Global Poverty

There are hundreds of millions of people in the world living on less than $2/day (PPP-adjusted). It’s hard to wrap your head around that figure – could anyone survive on $2/day in the US? Surely $2 must go a lot further in the poorest countries in the world? But no – PPP-adjusted means living on what you could buy for $2 in the US. Hundreds of millions of people are living on less than a twentieth of US minimum wage.

Income inequality is a hot political topic these days, but global income inequality is not. It should be. Living on $2/day makes it hard to get enough to eat, hard to send your children to school. It is easy to get sick and die of a disease that doesn’t exist, or would easily be treated in the US. And because the income disparities are higher, questions of justice are even more forceful than domestically. Can it be just that I have so much, and they have so little? That where you are born determines so much about the course of your life?

How much less are the lives of the poor worth than our own? The question is shocking, but the answer is worse. GiveWell estimates they can save a life for a few thousand dollars; the US government is willing to spend a few *million* dollars to save an (American) life. So the world’s current answer is “1000x less” – a far cry from “all men are created equal”.

We can ask the same question on a personal scale. Almost all of us could spend a few thousand less a year, and save a life by giving it to the world’s poorest instead (and perhaps a few thousand more after that). Few do. Does that mean we value our own comfort more than the lives of others? Is that compatible with believing that everyone’s life has equal worth and value?
======
◆ **Task to complete**: Please condense the paragraph of the global poverty text that begins "How much less are the lives of the poor" into two sentences, keeping its main facts.
======
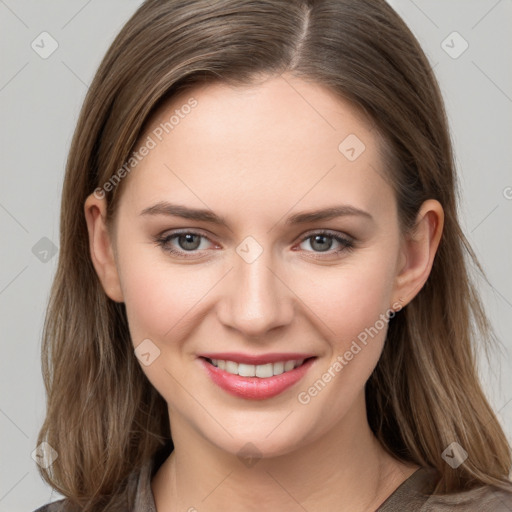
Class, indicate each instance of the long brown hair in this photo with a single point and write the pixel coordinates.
(103, 416)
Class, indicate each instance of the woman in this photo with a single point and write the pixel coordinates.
(262, 300)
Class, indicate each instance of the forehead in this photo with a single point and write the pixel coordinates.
(261, 147)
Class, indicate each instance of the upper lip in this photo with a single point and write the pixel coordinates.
(256, 359)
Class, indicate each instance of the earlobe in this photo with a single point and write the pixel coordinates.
(418, 251)
(101, 247)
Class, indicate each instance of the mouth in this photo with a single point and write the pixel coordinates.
(256, 381)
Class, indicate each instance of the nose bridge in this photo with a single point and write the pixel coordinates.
======
◆ **Result of the task**: GiveWell estimates it can save a life for a few thousand dollars, while the US government is willing to spend a few million dollars to save an American life. By that measure, the world treats the lives of the poor as worth about 1000 times less than our own, a far cry from "all men are created equal."